▶ _Short problem_:
Copy the entries word for word, beginning at the line that contains "hedge on this basis." and continuing through the last line of the entries.

▶ _Given data_:
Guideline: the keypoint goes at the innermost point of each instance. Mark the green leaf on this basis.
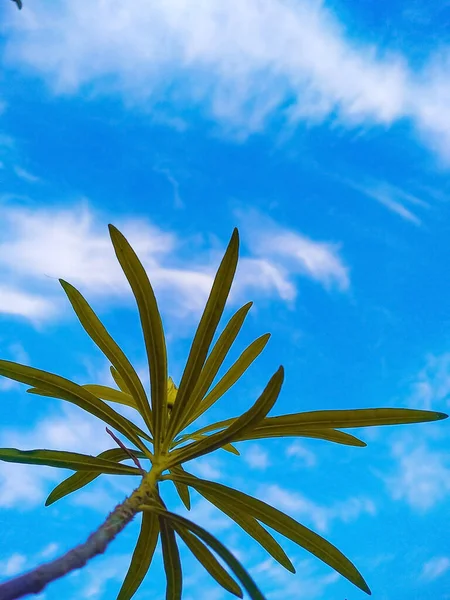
(142, 556)
(301, 535)
(62, 388)
(182, 489)
(66, 460)
(152, 329)
(79, 480)
(233, 374)
(171, 558)
(172, 392)
(251, 526)
(361, 417)
(209, 562)
(214, 362)
(245, 422)
(231, 449)
(98, 333)
(119, 380)
(266, 431)
(204, 334)
(133, 426)
(219, 548)
(110, 394)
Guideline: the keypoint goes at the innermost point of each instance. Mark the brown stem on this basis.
(34, 581)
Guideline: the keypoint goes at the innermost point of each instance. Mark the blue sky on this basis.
(321, 130)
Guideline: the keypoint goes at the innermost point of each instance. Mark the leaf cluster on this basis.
(168, 442)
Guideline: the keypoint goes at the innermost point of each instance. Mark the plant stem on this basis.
(35, 581)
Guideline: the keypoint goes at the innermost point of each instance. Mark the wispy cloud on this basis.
(321, 516)
(435, 567)
(38, 246)
(302, 454)
(431, 388)
(422, 475)
(293, 253)
(312, 69)
(256, 457)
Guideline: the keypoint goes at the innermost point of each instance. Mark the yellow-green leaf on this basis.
(98, 333)
(137, 430)
(119, 380)
(234, 565)
(62, 388)
(214, 362)
(246, 421)
(83, 478)
(266, 431)
(182, 489)
(66, 460)
(204, 334)
(110, 394)
(171, 559)
(360, 417)
(251, 526)
(209, 562)
(172, 391)
(152, 329)
(233, 374)
(282, 523)
(142, 556)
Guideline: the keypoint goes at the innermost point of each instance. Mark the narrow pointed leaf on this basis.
(119, 381)
(234, 565)
(233, 374)
(152, 329)
(214, 362)
(272, 431)
(205, 333)
(81, 479)
(251, 526)
(66, 460)
(110, 394)
(182, 489)
(277, 520)
(246, 421)
(172, 392)
(142, 556)
(209, 562)
(67, 390)
(171, 559)
(98, 333)
(61, 396)
(231, 449)
(361, 417)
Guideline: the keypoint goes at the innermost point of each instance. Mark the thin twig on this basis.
(35, 581)
(129, 452)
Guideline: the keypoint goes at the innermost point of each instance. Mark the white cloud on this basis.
(25, 486)
(297, 504)
(421, 477)
(217, 53)
(305, 456)
(38, 246)
(18, 302)
(435, 567)
(292, 253)
(256, 457)
(393, 198)
(431, 389)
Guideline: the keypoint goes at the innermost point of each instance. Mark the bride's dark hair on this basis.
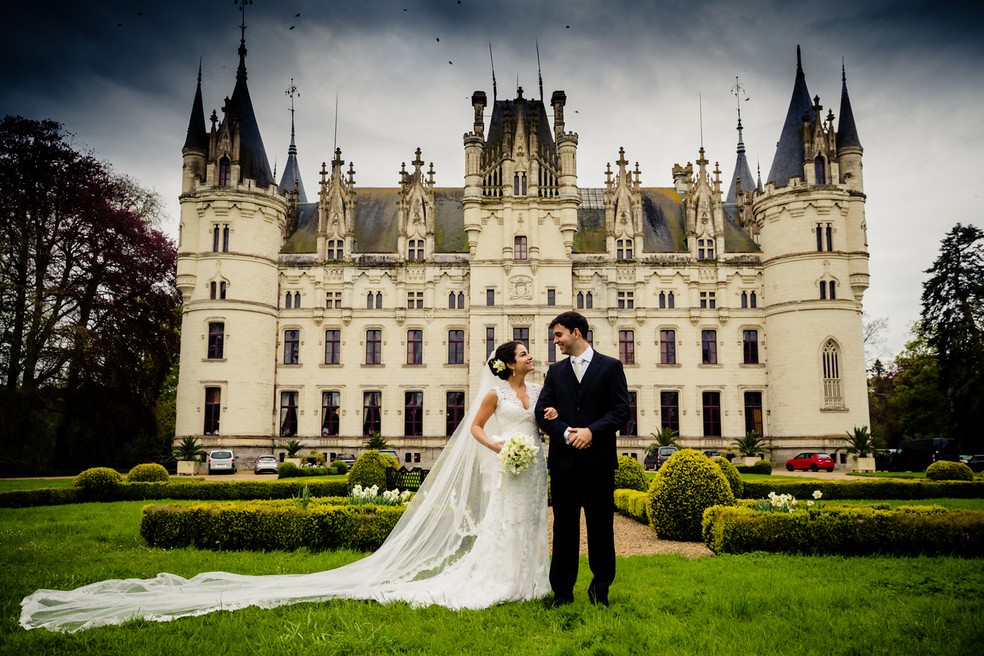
(504, 354)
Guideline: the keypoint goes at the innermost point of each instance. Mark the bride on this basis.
(473, 536)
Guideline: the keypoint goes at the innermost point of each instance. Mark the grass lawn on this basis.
(748, 604)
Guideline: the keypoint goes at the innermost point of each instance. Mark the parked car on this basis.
(812, 461)
(656, 457)
(221, 460)
(266, 465)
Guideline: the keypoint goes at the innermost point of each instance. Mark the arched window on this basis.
(225, 171)
(833, 397)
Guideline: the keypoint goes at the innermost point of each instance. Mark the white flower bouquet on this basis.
(517, 453)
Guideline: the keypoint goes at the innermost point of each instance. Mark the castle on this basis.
(365, 310)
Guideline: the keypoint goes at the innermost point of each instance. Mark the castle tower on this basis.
(233, 220)
(815, 272)
(520, 214)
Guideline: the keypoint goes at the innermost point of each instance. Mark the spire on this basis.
(788, 162)
(847, 132)
(197, 138)
(253, 162)
(291, 179)
(742, 176)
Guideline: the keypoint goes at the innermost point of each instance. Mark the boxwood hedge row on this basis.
(846, 531)
(263, 526)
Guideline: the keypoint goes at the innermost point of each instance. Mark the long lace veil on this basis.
(437, 528)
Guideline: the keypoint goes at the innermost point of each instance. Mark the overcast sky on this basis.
(640, 74)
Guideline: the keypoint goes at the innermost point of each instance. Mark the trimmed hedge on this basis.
(328, 523)
(177, 489)
(848, 531)
(634, 504)
(897, 488)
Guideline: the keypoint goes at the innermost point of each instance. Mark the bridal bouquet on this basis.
(517, 453)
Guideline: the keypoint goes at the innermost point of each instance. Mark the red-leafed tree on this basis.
(88, 305)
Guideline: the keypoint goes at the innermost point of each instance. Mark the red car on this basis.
(811, 461)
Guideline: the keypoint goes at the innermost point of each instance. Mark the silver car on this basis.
(221, 460)
(266, 465)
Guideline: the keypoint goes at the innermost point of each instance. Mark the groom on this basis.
(592, 400)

▶ _Written solution_:
Guideline: the keypoint goes at the innermost point of each instance. Mark the trimmed hedge on this basis.
(328, 523)
(177, 489)
(848, 531)
(634, 504)
(897, 488)
Guideline: the keypoint goes at the innermost point of each instance. Mark the bridal bouquet on this basis.
(517, 453)
Guideline: the keypoint goes at the innermost point of each instance. Mark the red-leafed tree on this basis.
(88, 305)
Guideline: the keypoint goes at the innermost point of each instance. Mark the red car on this basis.
(811, 461)
Guideline: the keypoint goes at the innermost point of each instance. Mark the silver car on this basis.
(221, 460)
(266, 465)
Guideline: the keypoint goes at the innermost point of each instance. Mark the groom on this basis.
(592, 400)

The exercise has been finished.